Pointing dataset records:
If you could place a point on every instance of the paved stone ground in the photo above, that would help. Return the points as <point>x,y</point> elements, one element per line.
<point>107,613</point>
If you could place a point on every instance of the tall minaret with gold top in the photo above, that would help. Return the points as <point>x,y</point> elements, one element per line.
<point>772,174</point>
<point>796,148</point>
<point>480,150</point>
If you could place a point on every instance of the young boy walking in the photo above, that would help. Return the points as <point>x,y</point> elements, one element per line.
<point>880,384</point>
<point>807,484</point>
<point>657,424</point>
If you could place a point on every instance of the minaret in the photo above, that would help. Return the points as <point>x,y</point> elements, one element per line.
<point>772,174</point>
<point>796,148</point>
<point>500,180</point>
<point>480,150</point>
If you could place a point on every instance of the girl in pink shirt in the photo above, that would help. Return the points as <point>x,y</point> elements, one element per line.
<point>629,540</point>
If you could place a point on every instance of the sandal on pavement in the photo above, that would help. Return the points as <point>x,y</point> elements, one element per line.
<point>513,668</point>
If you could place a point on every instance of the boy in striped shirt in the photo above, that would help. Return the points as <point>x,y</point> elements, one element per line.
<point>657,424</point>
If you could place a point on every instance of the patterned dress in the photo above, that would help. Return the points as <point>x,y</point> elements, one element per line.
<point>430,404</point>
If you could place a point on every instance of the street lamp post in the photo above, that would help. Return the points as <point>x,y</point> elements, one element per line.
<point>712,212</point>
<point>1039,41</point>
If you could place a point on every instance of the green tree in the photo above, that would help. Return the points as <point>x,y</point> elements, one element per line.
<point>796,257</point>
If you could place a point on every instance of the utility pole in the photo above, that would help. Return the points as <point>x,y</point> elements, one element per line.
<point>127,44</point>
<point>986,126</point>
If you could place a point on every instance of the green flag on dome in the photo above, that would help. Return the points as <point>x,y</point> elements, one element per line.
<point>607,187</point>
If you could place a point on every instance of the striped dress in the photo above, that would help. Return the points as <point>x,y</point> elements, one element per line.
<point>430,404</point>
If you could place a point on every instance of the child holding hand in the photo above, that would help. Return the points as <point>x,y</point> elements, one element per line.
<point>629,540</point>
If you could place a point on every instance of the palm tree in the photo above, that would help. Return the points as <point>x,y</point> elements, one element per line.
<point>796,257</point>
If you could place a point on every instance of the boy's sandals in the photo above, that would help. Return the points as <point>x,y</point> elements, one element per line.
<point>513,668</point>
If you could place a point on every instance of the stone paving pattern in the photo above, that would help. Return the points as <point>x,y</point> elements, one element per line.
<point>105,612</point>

[GOAL]
Recast the data from its start up to and including the line with "<point>107,613</point>" as a two-column CSV with the headers input and output. Put each text and the answer that follows it in one row, each in a single quoted field with line breaks turned into spaces.

[TASK OUTPUT]
input,output
"If you could place a point on every instance of the paved stone ground in the photo above, that would help. Return the points as <point>x,y</point> elements, one element per line.","<point>107,613</point>"